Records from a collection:
__________

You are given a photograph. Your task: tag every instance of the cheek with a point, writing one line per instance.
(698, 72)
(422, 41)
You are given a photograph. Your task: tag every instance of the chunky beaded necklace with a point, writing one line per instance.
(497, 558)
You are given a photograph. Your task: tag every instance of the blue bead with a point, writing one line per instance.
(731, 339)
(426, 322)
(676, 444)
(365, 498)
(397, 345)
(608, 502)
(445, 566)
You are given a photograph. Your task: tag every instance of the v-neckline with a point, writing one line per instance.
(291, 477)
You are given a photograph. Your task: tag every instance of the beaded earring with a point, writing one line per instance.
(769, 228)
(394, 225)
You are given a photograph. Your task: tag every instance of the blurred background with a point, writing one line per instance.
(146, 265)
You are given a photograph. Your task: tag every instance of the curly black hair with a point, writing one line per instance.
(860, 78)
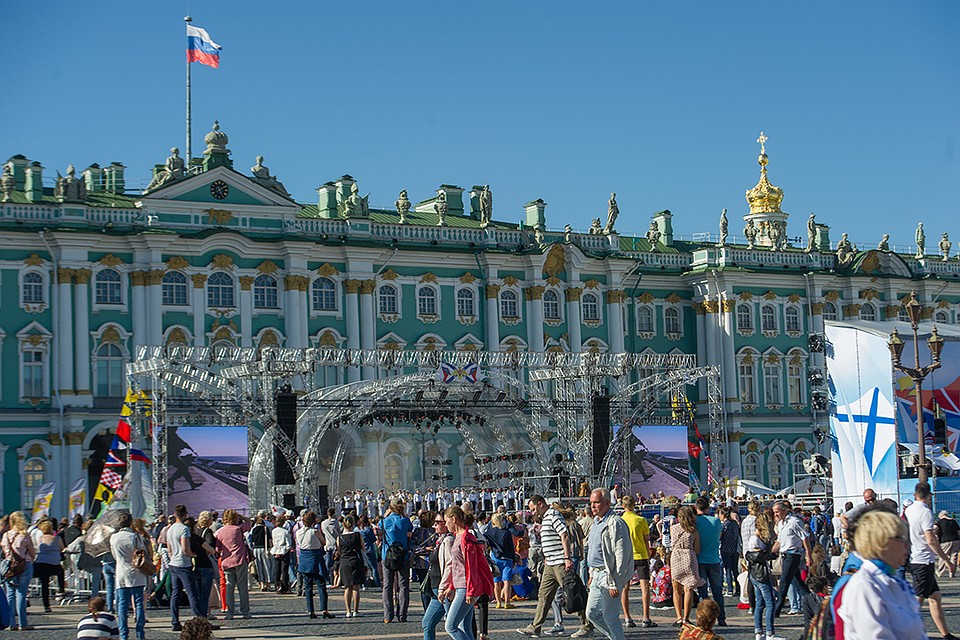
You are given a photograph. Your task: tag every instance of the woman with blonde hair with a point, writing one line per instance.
(19, 550)
(684, 570)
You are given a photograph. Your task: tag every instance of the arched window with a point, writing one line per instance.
(830, 311)
(388, 299)
(671, 321)
(220, 290)
(745, 318)
(751, 467)
(32, 291)
(427, 301)
(108, 366)
(768, 318)
(173, 288)
(107, 287)
(644, 319)
(551, 305)
(324, 294)
(778, 468)
(508, 305)
(466, 303)
(590, 306)
(792, 315)
(265, 292)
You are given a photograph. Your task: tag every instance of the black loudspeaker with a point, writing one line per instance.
(601, 430)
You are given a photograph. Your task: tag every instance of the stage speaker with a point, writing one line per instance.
(287, 413)
(601, 430)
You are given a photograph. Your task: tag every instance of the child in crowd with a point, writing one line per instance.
(707, 613)
(99, 623)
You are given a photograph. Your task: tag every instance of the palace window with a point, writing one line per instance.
(508, 305)
(551, 305)
(265, 294)
(108, 367)
(427, 301)
(324, 294)
(388, 299)
(792, 315)
(220, 290)
(107, 287)
(745, 318)
(32, 288)
(590, 306)
(174, 288)
(466, 303)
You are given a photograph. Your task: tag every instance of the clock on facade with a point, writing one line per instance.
(219, 189)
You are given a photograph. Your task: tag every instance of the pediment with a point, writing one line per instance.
(241, 191)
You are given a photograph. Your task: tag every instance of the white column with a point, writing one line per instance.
(492, 312)
(199, 309)
(368, 323)
(246, 311)
(81, 325)
(65, 330)
(573, 319)
(352, 313)
(615, 320)
(154, 307)
(534, 303)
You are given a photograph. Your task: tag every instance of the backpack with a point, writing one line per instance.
(396, 557)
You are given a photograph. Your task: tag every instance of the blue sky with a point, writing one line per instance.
(565, 101)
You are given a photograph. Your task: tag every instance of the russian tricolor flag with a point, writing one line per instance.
(201, 47)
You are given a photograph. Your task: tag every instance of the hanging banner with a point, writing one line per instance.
(41, 501)
(77, 502)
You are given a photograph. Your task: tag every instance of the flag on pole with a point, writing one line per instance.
(201, 47)
(41, 501)
(77, 503)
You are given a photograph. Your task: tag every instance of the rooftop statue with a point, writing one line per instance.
(403, 206)
(486, 207)
(173, 169)
(613, 210)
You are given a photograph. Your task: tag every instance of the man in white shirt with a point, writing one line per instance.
(924, 551)
(181, 567)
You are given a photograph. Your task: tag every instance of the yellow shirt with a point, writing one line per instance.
(639, 532)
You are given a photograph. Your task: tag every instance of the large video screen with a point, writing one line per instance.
(207, 468)
(659, 461)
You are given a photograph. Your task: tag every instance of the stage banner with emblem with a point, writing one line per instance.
(862, 424)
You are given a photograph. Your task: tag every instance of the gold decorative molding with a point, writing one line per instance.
(177, 263)
(327, 270)
(219, 216)
(268, 267)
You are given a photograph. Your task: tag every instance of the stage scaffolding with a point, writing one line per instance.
(533, 402)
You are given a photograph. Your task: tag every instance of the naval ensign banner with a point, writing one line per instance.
(862, 425)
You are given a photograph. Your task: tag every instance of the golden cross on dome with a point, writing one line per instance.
(762, 140)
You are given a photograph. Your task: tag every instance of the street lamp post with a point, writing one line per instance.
(917, 373)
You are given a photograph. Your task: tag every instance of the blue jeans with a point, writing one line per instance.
(460, 617)
(603, 610)
(432, 616)
(17, 594)
(765, 605)
(110, 578)
(713, 574)
(181, 578)
(123, 609)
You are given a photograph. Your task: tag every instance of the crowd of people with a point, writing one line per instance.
(465, 552)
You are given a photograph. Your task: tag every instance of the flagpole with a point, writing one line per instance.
(188, 20)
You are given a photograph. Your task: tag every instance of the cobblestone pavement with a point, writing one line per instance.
(280, 617)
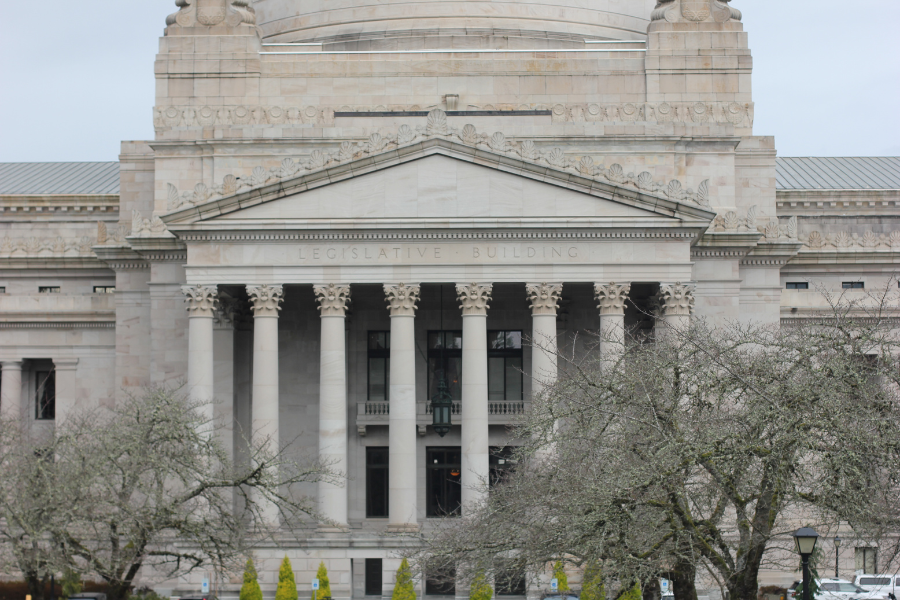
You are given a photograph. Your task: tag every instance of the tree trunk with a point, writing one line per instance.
(684, 577)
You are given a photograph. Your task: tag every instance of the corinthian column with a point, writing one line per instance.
(266, 302)
(333, 300)
(201, 306)
(544, 299)
(611, 299)
(473, 300)
(676, 303)
(402, 510)
(11, 390)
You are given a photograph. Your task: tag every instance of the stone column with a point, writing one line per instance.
(611, 299)
(402, 510)
(676, 303)
(11, 390)
(473, 299)
(66, 387)
(201, 307)
(544, 298)
(266, 302)
(333, 300)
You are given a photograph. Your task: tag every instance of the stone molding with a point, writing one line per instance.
(332, 298)
(474, 297)
(436, 127)
(611, 297)
(544, 297)
(402, 298)
(265, 299)
(201, 300)
(676, 299)
(209, 13)
(694, 11)
(739, 114)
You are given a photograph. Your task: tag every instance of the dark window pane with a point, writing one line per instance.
(45, 400)
(376, 482)
(441, 584)
(373, 577)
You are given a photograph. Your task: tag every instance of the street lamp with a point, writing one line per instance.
(805, 540)
(837, 546)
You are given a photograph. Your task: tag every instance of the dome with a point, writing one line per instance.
(401, 24)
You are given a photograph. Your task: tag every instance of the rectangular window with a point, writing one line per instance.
(509, 579)
(505, 365)
(443, 466)
(501, 463)
(45, 395)
(445, 360)
(379, 366)
(867, 560)
(441, 584)
(376, 482)
(373, 577)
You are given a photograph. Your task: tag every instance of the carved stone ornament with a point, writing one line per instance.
(200, 299)
(333, 299)
(402, 298)
(676, 299)
(437, 127)
(266, 299)
(544, 297)
(611, 297)
(474, 297)
(209, 13)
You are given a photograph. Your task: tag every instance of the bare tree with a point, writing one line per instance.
(700, 451)
(156, 489)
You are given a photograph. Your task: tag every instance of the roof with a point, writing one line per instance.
(70, 178)
(813, 173)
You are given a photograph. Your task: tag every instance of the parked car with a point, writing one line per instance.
(882, 583)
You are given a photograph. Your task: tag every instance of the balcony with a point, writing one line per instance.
(500, 412)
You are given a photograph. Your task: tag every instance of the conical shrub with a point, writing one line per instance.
(287, 587)
(250, 589)
(404, 588)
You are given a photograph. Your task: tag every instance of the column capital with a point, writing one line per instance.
(676, 299)
(474, 297)
(544, 297)
(402, 298)
(611, 297)
(333, 299)
(265, 299)
(200, 299)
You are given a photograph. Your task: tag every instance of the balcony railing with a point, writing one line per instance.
(500, 412)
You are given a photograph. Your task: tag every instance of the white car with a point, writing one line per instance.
(840, 589)
(882, 583)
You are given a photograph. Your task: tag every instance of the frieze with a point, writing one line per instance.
(739, 114)
(436, 126)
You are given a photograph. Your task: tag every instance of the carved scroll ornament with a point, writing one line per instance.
(544, 297)
(333, 299)
(402, 298)
(473, 298)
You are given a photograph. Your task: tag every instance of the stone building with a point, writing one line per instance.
(350, 197)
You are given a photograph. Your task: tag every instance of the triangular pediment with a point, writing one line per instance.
(438, 183)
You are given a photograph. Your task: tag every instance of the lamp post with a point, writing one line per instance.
(837, 546)
(805, 540)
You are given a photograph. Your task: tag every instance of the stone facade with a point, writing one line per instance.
(325, 171)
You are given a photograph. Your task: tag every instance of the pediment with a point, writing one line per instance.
(441, 184)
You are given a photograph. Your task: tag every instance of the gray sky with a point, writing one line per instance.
(77, 76)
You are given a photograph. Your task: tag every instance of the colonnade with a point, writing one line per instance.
(675, 305)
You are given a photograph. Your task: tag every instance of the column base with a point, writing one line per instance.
(403, 528)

__________

**HOW TO COMPLETE THIS TASK:**
Your answer should be the lines from the one containing "of the colonnade" through the end of the records, both included, output exactly and with nothing added.

**EXPECTED ANSWER:**
You are given a photograph. Your task: tag every instance of the colonnade with a point, writing one line per instance.
(675, 305)
You are given a photograph. Your task: tag every instance of the column base with a point, writing one line per instance.
(403, 528)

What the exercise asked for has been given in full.